_Work to complete_:
(a) Reproduce the stretch of the Andrea Nguyen interview from "It was very" through "a published cookbook?".
(b) Extend the Andrea Nguyen interview past its final line.

_Excerpted passage_:
A few weeks ago, I had the opportunity to chat with Andrea Nguyen about everything from her new tofu book to contraband nước mắm and Rachael Ray’s bungling of phở. Take a read of our conversation below. Or click on one of the recipe links, head straight into your own kitchen, and start cooking!

Andrea Nguyen

Your first book was extremely successful and won an impressive list of awards and kudos. Why do you think it resonated with such a large audience?

I wanted to write a book that was about Vietnamese people who came to America, and the question is how do they preserve their heritage? Through food. I wanted to share what had not been communicated in other cookbooks: Vietnamese home cooking, which is very simple. I wanted to frame Vietnamese food in a way that people could understand it and begin to talk about it. A lot of older books written about Vietnamese food would scare me because the ingredient list was too long. Instead, I would read cookbooks from Vietnam (which was good, because it also helped me to practice my Vietnamese). The ones from Vietnam are written in an austere way; the number of ingredients tends to be very small. This made much more sense to me. I wanted to present Vietnamese food in the way that I enjoy it, how I cook it and how I know that other people do. Also, some Vietnamese Americans want to make complicated dishes like phở or bún bò Huế, because we can’t easily get it today—you can’t just go outside to a street vendor. And the market was ready because Vietnamese food and travel are very popular right now. For instance, bánh mì is very popular, but one of the things never presented is the whole range of cold cuts that you can use, the charcuterie. Into the Vietnamese Kitchen was in my brain since I was 10 years old, and I finally found a publisher who was willing.

Phở Bò - Beef Noodle Soup

Do you actually use Into the Vietnamese Kitchen in your own kitchen?

I use it all the time! I have the very first copy: I call it Number One. All the pages are torn. My mother uses it, too. Last year, my mom cooked a menu for my dad’s 80th birthday, entirely from Into the Vietnamese Kitchen. She tells me, “I’m so proud of you. I haven’t written down all these details, but you did.” She’s always telling her Vietnamese friends to get the book for their children as a way to pass down that part of their culture.

You have cited several different influences in your development as both a cook and a writer—watching Julia Child and Martin Yan on PBS, working in the restaurant and catering industry, earning a graduate degree in business communications, inheriting family recipes. When did you realize that you wanted to focus professionally on food writing?

It was very simple. I’m a first-generation (1.5) immigrant, and I always had this interest in food, but I was supposed to be a banker. I was fairly good at math, but I hated accounting. I knew that all my debits and credits had to equal, but it was just not my thing! I always had this lingering desire to work in food, but it’s a non-traditional career for an immigrant, let alone an Asian person—it’s a luxury thing, you do that as a hobby. But I began focusing seriously on food because I couldn’t get a job! My husband and I moved away from Los Angeles to a small-town area in Santa Cruz, and I ended up having more time on my hands. I thought: I’ll build my own little website, at least I can get my ideas out there.

How did you go from a personal website to a published cookbook?

_Information given_:
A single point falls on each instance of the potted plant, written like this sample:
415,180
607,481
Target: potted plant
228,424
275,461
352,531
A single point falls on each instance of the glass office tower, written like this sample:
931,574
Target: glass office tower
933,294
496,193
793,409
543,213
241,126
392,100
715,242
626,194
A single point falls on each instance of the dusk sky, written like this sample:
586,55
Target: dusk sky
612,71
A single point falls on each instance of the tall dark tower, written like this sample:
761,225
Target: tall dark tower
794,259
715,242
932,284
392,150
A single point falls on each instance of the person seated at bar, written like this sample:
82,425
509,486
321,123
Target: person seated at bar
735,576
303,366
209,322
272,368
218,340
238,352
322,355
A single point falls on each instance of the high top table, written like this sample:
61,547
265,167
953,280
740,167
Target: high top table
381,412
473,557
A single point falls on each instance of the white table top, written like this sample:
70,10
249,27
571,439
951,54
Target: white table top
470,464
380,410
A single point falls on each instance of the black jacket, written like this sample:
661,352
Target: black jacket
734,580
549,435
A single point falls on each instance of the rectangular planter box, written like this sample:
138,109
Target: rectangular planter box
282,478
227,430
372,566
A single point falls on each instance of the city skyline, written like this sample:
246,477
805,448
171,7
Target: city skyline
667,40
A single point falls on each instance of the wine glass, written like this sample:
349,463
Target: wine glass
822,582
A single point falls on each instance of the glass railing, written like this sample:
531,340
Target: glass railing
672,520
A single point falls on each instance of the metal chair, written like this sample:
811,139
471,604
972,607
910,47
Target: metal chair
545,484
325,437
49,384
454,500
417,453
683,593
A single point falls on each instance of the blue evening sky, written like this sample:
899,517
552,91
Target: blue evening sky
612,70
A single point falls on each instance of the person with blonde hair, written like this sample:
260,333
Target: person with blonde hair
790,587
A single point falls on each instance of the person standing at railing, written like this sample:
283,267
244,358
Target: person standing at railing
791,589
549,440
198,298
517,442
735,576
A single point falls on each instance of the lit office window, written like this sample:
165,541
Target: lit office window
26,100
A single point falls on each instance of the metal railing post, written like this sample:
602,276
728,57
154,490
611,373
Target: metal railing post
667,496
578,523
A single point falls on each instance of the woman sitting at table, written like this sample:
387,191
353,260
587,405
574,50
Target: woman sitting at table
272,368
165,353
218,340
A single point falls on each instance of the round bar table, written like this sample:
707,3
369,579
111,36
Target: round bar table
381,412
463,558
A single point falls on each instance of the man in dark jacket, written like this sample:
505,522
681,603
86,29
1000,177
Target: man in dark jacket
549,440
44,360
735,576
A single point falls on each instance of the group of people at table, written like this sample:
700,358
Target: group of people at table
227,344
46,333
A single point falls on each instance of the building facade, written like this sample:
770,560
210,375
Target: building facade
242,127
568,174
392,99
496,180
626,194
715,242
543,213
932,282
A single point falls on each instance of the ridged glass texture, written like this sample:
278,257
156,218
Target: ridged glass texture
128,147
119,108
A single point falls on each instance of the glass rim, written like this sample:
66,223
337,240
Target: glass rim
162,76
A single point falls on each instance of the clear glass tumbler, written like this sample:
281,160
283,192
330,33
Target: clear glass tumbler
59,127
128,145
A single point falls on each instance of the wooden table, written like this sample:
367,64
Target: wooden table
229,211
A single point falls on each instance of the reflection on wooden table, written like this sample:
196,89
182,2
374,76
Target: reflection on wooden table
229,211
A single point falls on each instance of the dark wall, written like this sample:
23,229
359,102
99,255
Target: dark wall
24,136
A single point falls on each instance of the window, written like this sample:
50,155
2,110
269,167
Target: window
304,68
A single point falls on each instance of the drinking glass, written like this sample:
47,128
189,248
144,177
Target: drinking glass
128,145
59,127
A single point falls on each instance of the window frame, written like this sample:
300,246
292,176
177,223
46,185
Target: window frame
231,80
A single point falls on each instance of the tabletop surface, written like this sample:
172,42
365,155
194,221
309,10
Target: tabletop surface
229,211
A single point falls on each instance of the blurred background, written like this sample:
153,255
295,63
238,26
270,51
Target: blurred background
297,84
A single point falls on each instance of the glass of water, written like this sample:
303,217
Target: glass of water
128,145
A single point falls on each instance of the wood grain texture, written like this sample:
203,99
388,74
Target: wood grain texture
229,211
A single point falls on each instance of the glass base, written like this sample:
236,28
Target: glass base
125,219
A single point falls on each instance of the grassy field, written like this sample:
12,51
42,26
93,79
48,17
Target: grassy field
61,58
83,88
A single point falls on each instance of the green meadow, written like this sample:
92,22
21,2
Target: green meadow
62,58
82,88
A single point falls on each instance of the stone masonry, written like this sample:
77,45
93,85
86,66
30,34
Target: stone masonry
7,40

_Answers for this exercise_:
(a)
It was very simple. I’m a first-generation (1.5) immigrant, and I always had this interest in food, but I was supposed to be a banker. I was fairly good at math, but I hated accounting. I knew that all my debits and credits had to equal, but it was just not my thing! I always had this lingering desire to work in food, but it’s a non-traditional career for an immigrant, let alone an Asian person—it’s a luxury thing, you do that as a hobby. But I began focusing seriously on food because I couldn’t get a job! My husband and I moved away from Los Angeles to a small-town area in Santa Cruz, and I ended up having more time on my hands. I thought: I’ll build my own little website, at least I can get my ideas out there.

How did you go from a personal website to a published cookbook?

(b)
I had a manuscript, and people in the industry helped me shop it, but publishers would just say, “You’re not on the Food Network.” And then, in the little town where I moved, I ended up meeting the owner of Ten Speed Press. I couldn’t get a full-time job, but I was able to get a book contract! It took a lot of preparation. For people who are really working in the arts, and I imagine that’s a fair number, you just gotta keep plugging ahead. The most important thing is that you have something to say. What I wanted to say is that other cookbooks just don’t seem to reflect the kind of food that I eat or that I see. I don’t want to make Vietnamese food or Asian food seem exotic. That’s one of the worst things you can do with ethnic food—then nobody thinks they can make it, because it’s so far removed from their reality. And I don’t want to fetishize it—there’s plenty of that going on. Oftentimes we do it to ourselves. We think, “Why can’t I make that food? It’s too labor intensive.” But my mother was a plucky woman, and she would just go ahead and try making it, so I learned a lot from her. I hope that the work I do allows people to talk more. Families may prepare things differently, but if you have some kind of benchmark, some way to discuss it, then you can go back to your family and have a conversation and connect with your culture, develop your own personal traditions.

How long does it take for you to perfect a recipe for publication? What is the process?

For anything that goes into print, I normally go between an average of 3 to 5 times through a recipe. I’ll do my research and figure out what are the different ways of doing something, and how do I know how to do something. Then I get into the kitchen, I write up a recipe, and I test it out. I go over and over and over again. The instructions that people get at the end of the process are these strange little performances, with all these visual and tactile cues that I try to give people so that they can understand, all these signposts so they can more or less arrive at the same destination that I did. After a recipe is done, it always gets tested by someone else, either a test kitchen or a group of volunteer testers. I assign someone to each recipe, and then they do it, and they send me their feedback, which I incorporate back into the recipe.

Bánh Mì - Sandwich

What about details like food photography and page layout?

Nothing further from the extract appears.